--- Exercise goal ---
Format the data as a JSON list of strings, one string per line and no blank lines. Begin at the first line and stop after the line that contains "point(230, 116)".

--- Data for this exercise ---
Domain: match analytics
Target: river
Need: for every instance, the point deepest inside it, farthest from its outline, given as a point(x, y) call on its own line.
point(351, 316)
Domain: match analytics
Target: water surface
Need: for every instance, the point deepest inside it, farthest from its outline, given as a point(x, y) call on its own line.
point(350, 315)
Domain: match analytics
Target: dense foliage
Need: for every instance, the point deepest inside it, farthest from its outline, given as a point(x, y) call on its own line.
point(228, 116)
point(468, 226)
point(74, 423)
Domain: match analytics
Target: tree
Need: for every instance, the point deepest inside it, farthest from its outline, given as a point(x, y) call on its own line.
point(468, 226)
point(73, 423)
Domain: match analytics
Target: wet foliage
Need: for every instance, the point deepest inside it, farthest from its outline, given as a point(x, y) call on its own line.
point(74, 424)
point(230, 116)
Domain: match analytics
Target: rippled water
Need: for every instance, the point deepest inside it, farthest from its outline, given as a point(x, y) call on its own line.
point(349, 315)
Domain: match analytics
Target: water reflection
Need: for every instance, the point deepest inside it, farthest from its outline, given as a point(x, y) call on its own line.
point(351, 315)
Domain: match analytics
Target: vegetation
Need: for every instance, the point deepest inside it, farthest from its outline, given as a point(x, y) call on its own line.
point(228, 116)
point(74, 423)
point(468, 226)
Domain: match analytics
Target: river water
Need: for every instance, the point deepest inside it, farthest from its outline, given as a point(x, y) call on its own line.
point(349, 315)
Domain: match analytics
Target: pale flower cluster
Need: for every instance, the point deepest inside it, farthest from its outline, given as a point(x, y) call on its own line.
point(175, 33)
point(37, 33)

--- Solved exercise ---
[
  "Domain: match analytics",
  "Target: river",
  "Need: for every instance, the point deepest inside it, farthest from its outline, given as a point(x, y) call on its own line.",
  "point(351, 316)",
  "Domain: match analytics",
  "Target: water surface",
  "Need: for every instance, the point deepest inside it, farthest from its outline, given as a point(x, y) call on its own line.",
  "point(350, 315)",
  "Domain: match analytics",
  "Target: dense foliage",
  "Need: for every instance, the point deepest inside it, farthest from its outline, given as a point(x, y) call on its own line.",
  "point(228, 116)",
  "point(468, 226)",
  "point(74, 423)",
  "Domain: match analytics",
  "Target: tree",
  "Need: for every instance, the point deepest inside it, farthest from its outline, given as a point(x, y) call on its own line.",
  "point(468, 226)",
  "point(73, 423)",
  "Domain: match analytics",
  "Target: wet foliage",
  "Need: for every instance, the point deepest inside it, farthest from its outline, given as a point(x, y) call on its own line.",
  "point(74, 424)",
  "point(230, 116)"
]